> **Instruction A**
Answer these questions from the passage on retroactive legislation, one per line and labeled (i), (ii), (iii):
(i) Which case, decided by the Second Department in 1999, is cited for the rule that a statute effective "immediately" cannot be applied retroactively to dismiss an action that was viable when filed?
(ii) What does the passage call the threshold issue?
(iii) When is the presumption against retroactivity triggered?
> **Instruction B**
Please summarize the passage on retroactive legislation in two sentences.
> **Instruction C**
Continue the passage on retroactive legislation from the point where it stops.

> **Passage for review**
Gilbert, supra, 159 NY at 124 (emphasis added). See, Merz v. Seaman, 265 A.D.2d 385, 388-389 (2d Dept. 1999) (statute effective "immediately" "cannot be applied retroactively to dismiss an action that was viable at the time it was filed. Such a result would impair vested rights and violate due process"); Ruffolo v. Garbarini & Scher, P.C., 239 A.D.2d 8, 12 (1st Dept. 1998) (same); Alston v. Transport Workers Union of Greater New York, 225 A.D.2d 424, 425 (1st Dept. 1996) (same, citing Gilbert, supra). See also, People v. Cohen, 245 NY 419, 421-422 (1927) ("statute of limitations intended as a retrospective law must give a person reasonable time to enforce a remedy available to him before the bar of the statute will apply"); Halsted v. Silberstein, 196 NY 1, 15 (1909) (same); Parmenter v. State of New York, 135 NY 154 (1892); Reid v. Board of Albany County Supervisors, 128 NY 364 (1891).

D. Did the Legislature Intend That CPLR §205-a(a) Be Retroactively Applied?

The discussion in Point V(D) above of the law pertaining to retroactive application of newly enacted legislation is incorporated by reference herein.

The threshold issue is whether CPLR §205-a(a) has "retroactive effect."

In determining whether legislation has retroactive effect, "'the court must ask whether the new provision attaches new legal consequences to events completed before its enactment'" (American Economy Ins. Co. v. State of New York, 30 N.Y.3d 136, 147 [2017]). "A statute has retroactive effect if 'it would impair rights a party possessed when [the party] acted, increase a party's liability for past conduct, or impose new duties with respect to transactions already completed,' thus impacting 'substantive' rights" ([ Regina ], 35 N.Y.3d at 365; see Landgraf v. USI Film Prods., 511 U.S. 244, 278-280 [1994]).Where legislation, "if applied to past conduct, would impact substantive rights and have retroactive effect, the presumption against retroactivity is triggered" (id. at 370).

> **Records provided**
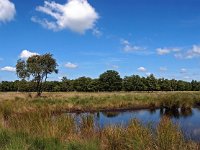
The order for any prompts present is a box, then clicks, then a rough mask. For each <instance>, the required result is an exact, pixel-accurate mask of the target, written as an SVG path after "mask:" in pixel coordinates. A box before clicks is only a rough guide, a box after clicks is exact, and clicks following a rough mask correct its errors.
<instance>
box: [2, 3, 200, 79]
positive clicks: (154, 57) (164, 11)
mask: <svg viewBox="0 0 200 150" xmlns="http://www.w3.org/2000/svg"><path fill="white" fill-rule="evenodd" d="M0 6H1V8H2V11H0V41H1V44H0V81H14V80H18V78H17V75H16V73H15V65H16V63H17V60H18V59H24V60H26V59H27V58H28V57H30V56H32V55H35V54H39V55H41V54H45V53H51V54H53V57H54V58H55V59H56V60H57V63H58V65H59V67H58V69H59V73H58V74H57V75H56V74H54V75H51V76H50V78H49V80H60V78H61V77H64V76H66V77H67V78H69V79H76V78H78V77H81V76H86V77H91V78H98V76H99V75H100V74H101V73H103V72H105V71H106V70H116V71H118V72H119V73H120V75H121V77H122V78H123V77H124V76H130V75H139V76H144V77H145V76H148V75H149V74H154V75H155V76H156V78H166V79H172V78H174V79H176V80H184V81H191V80H198V81H200V70H199V68H200V62H199V57H200V41H199V39H200V1H198V0H190V1H189V0H182V1H180V0H169V1H159V0H152V1H151V2H150V1H148V0H124V1H123V2H119V1H114V0H110V1H106V0H101V1H100V0H96V1H95V0H54V2H53V1H24V2H20V0H0Z"/></svg>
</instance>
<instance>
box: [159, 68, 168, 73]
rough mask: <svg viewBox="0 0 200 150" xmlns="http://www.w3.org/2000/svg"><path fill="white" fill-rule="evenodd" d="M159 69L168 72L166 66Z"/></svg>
mask: <svg viewBox="0 0 200 150" xmlns="http://www.w3.org/2000/svg"><path fill="white" fill-rule="evenodd" d="M159 70H160V71H161V72H166V71H167V68H166V67H160V68H159Z"/></svg>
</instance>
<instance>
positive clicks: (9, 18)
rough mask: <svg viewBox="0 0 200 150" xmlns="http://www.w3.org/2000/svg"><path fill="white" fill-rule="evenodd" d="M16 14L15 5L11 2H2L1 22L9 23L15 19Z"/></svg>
mask: <svg viewBox="0 0 200 150" xmlns="http://www.w3.org/2000/svg"><path fill="white" fill-rule="evenodd" d="M15 14H16V10H15V5H14V3H12V2H10V1H9V0H0V22H8V21H11V20H13V19H14V16H15Z"/></svg>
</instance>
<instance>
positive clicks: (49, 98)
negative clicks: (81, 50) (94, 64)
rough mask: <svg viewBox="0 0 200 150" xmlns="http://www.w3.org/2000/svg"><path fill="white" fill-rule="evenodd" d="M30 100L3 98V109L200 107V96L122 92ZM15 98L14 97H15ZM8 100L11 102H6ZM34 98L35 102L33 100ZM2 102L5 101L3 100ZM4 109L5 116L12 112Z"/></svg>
mask: <svg viewBox="0 0 200 150" xmlns="http://www.w3.org/2000/svg"><path fill="white" fill-rule="evenodd" d="M34 94H35V93H32V96H27V95H26V94H23V93H16V94H15V95H14V94H13V93H7V95H6V93H5V94H4V98H2V96H1V95H0V106H2V105H7V104H8V105H7V108H8V107H9V105H10V107H11V108H12V111H14V112H16V113H23V112H28V111H37V109H38V108H40V109H47V110H51V111H52V112H64V111H65V112H74V111H82V112H85V111H101V110H110V109H143V108H152V109H153V108H158V107H163V108H167V109H173V108H183V109H187V108H191V107H193V106H195V105H196V104H198V103H200V92H153V93H147V92H140V93H137V92H130V93H125V92H119V93H76V92H75V93H44V97H40V98H38V97H34ZM13 96H14V97H13ZM5 97H7V100H5ZM31 97H32V98H31ZM1 98H2V100H1ZM5 108H6V107H4V106H3V108H2V107H0V109H1V110H2V109H4V110H3V111H4V112H5V113H8V112H9V108H8V109H7V110H6V109H5Z"/></svg>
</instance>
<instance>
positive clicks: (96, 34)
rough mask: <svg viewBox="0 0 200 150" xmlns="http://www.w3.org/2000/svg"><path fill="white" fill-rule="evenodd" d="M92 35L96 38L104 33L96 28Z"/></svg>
mask: <svg viewBox="0 0 200 150" xmlns="http://www.w3.org/2000/svg"><path fill="white" fill-rule="evenodd" d="M92 34H93V35H94V36H96V37H100V36H102V34H103V33H102V32H101V31H100V30H99V29H97V28H95V29H93V30H92Z"/></svg>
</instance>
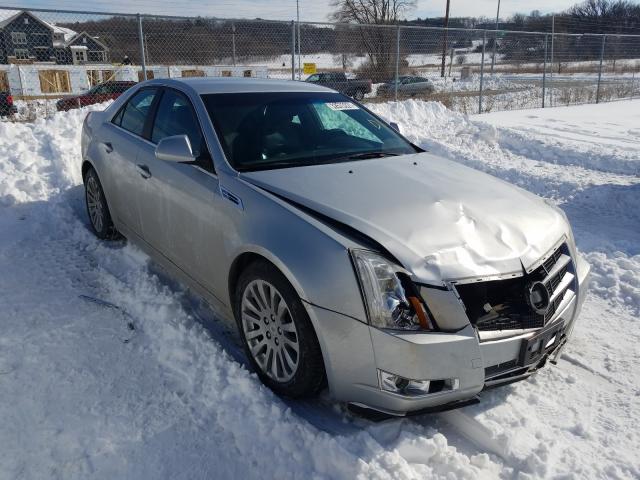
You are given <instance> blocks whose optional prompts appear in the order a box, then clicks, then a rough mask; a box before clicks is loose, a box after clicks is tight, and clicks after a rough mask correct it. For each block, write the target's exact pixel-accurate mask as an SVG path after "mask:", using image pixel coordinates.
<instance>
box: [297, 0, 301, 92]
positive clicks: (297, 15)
mask: <svg viewBox="0 0 640 480" xmlns="http://www.w3.org/2000/svg"><path fill="white" fill-rule="evenodd" d="M296 17H297V19H298V80H301V79H302V65H301V64H300V0H296Z"/></svg>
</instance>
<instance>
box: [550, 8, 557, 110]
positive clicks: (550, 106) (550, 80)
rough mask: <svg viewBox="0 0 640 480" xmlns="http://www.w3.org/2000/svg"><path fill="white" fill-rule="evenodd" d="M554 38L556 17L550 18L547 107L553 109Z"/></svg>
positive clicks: (555, 32)
mask: <svg viewBox="0 0 640 480" xmlns="http://www.w3.org/2000/svg"><path fill="white" fill-rule="evenodd" d="M555 36H556V16H555V15H553V16H552V17H551V70H550V71H549V106H550V107H553V47H554V45H553V41H554V38H555Z"/></svg>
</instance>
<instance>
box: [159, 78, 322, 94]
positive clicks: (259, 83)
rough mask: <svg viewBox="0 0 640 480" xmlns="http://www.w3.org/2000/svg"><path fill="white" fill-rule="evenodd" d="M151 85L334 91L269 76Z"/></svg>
mask: <svg viewBox="0 0 640 480" xmlns="http://www.w3.org/2000/svg"><path fill="white" fill-rule="evenodd" d="M147 84H149V85H154V84H161V85H172V84H173V85H176V86H180V85H184V86H187V87H191V88H192V89H193V90H194V91H195V92H196V93H197V94H199V95H204V94H208V93H260V92H333V90H331V89H330V88H326V87H322V86H320V85H314V84H313V83H308V82H301V81H294V80H274V79H268V78H243V77H237V78H233V77H231V78H229V77H189V78H171V79H167V78H164V79H156V80H150V81H148V82H147Z"/></svg>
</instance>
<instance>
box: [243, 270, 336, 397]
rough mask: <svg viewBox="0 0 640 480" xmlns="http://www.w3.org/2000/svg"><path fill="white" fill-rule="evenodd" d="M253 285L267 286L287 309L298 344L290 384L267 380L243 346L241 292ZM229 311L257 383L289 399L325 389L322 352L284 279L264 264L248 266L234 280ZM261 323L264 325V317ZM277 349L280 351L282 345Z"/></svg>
mask: <svg viewBox="0 0 640 480" xmlns="http://www.w3.org/2000/svg"><path fill="white" fill-rule="evenodd" d="M255 281H263V282H267V283H268V284H271V285H272V286H274V287H275V288H276V290H277V292H278V293H279V294H280V295H281V296H282V299H283V300H284V301H285V303H286V306H287V307H288V309H289V312H290V320H292V321H293V323H294V324H295V329H296V331H297V332H296V333H297V341H298V344H299V347H298V348H299V357H298V365H297V368H296V370H295V373H294V374H293V376H292V378H291V379H290V380H287V381H276V380H275V379H273V378H271V377H270V376H269V375H268V374H267V373H266V372H265V371H264V370H263V368H262V367H261V366H260V365H259V364H258V362H257V361H256V359H255V358H254V355H253V353H252V352H251V349H250V347H249V342H247V339H246V336H245V330H244V328H243V320H242V315H243V314H242V308H243V306H242V303H243V298H244V295H245V290H247V288H248V287H249V286H250V284H251V285H253V284H254V282H255ZM233 307H234V315H235V318H236V323H237V325H238V331H239V333H240V337H241V339H242V346H243V348H244V350H245V353H246V355H247V358H248V359H249V362H250V363H251V366H252V367H253V368H254V370H255V371H256V373H257V374H258V376H259V377H260V380H262V382H263V383H264V384H265V385H266V386H268V387H269V388H270V389H271V390H273V391H274V392H275V393H277V394H278V395H283V396H287V397H291V398H302V397H312V396H315V395H317V394H318V392H319V391H320V390H321V389H322V388H323V387H324V386H325V385H326V374H325V370H324V362H323V359H322V351H321V349H320V344H319V343H318V338H317V336H316V333H315V330H314V328H313V325H312V324H311V320H310V319H309V315H308V314H307V311H306V310H305V308H304V305H302V302H301V301H300V297H298V294H297V293H296V291H295V289H294V288H293V287H292V286H291V284H290V283H289V281H288V280H287V279H286V277H285V276H284V275H283V274H282V273H281V272H280V271H279V270H278V269H277V268H275V267H274V266H273V265H272V264H271V263H269V262H267V261H266V260H258V261H255V262H252V263H251V264H249V265H248V266H247V267H246V268H245V270H244V271H243V272H242V273H241V274H240V277H239V278H238V282H237V284H236V289H235V295H234V306H233ZM265 321H266V322H267V323H268V321H267V320H266V317H265ZM272 321H273V318H272ZM281 348H284V343H283V344H282V347H281ZM274 362H275V358H274Z"/></svg>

> **Response A**
(i) Merz v. Seaman, 265 A.D.2d 385 (2d Dept. 1999).
(ii) Whether CPLR §205-a(a) has "retroactive effect."
(iii) It is triggered where legislation, if applied to past conduct, would impact substantive rights and have retroactive effect.

> **Response B**
The passage cites New York cases holding that a statute cannot be applied retroactively to dismiss an action that was viable when filed, because that would impair vested rights and violate due process. It names the threshold issue as whether CPLR §205-a(a) has retroactive effect, which it does if it would impair rights a party possessed when acting, increase liability for past conduct, or impose new duties on completed transactions, and such an effect triggers the presumption against retroactivity.

> **Response C**
See, Ruth v. Elderwood at Amherst, supra, 209 A.D.3d at 1284-86. For the reasons shown in Point VI(C) above, retroactive application of the newly enacted CPLR §205-a(a) to U.S. Bank's 2022 mortgage foreclosure action would plainly impair U.S. Bank's substantive rights by rendering untimely a cause of action that was timely commenced under the law prevailing when U.S. Bank acted. There is, accordingly, a presumption against retroactivity. See, Regina Metropolitan Co., LLC v. NYS Div. of Housing and Community Renewal, supra; Ruth v. Elderwood at Amherst, supra.

The concerns underlying the presumption against retroactivity are powerfully implicated by the Legislature's treatment in FAPA of the statutory "savings provision."

When the presumption is triggered, "a statute is presumed to apply only prospectively" (id.). "This 'deeply rooted' presumption against retroactivity is based on '[e]lementary considerations of fairness [that] dictate that individuals should have an opportunity to know what the law is and to conform their conduct accordingly'" (id.). "[C]areful consideration of retroactive statutes is warranted because '[t]he [l]egislature's unmatched powers allow it to sweep away settled expectations suddenly and without individualized consideration' and '[i]ts responsivity to political pressures poses a risk that it may be tempted to use retroactive legislation as a means of retribution against unpopular groups or individuals'" (id.).
Ruth v. Elderwood at Amherst, supra. To put the matter bluntly, newly enacted Section 205-a(a) applies only to mortgage foreclosure cases; existing Section 205(a) continues to apply in all other cases; consequently, only in the case of mortgage lender, and in that of no other injured plaintiff, is a dismissal resulting from the failure to appear at a single scheduled court conference deemed a "neglect to prosecute" causing a forfeiture of the benefit of the statutory "savings provision. There is no conceivable rational basis for that distinction: a single failure to appear evinces neglect to prosecute or it does not, but the answer does not vary according to the identity of the plaintiff. The specter that the Legislature bowed to political pressures and targeted mortgage lenders for retribution is palpable.

The question, then, becomes whether the Legislature expressed a clear intent to apply the legislation retroactively.

"It takes a clear expression of the legislative purpose to justify a retroactive application of a statute, which assures that [the legislative body] itself has affirmatively considered the potential unfairness of retroactive application and determined that it is an acceptable price to pay for the countervailing benefits' (id.); [cit.om.]. "The ultimate question, therefore, is one of statutory interpretation: whether the legislature has expressed a sufficiently clear intent to apply the [legislation] retroactively" ([ Regina ], 35 N.Y.3d at 370). "There is certainly no requirement that particular words be used - and, in some instances, retroactive intent can be discerned from the nature of the legislation" (id.). "But the expression of intent must be sufficient to show that the legislature contemplated the retroactive impact on substantive rights and intended that extraordinary result" (id. at 370-371).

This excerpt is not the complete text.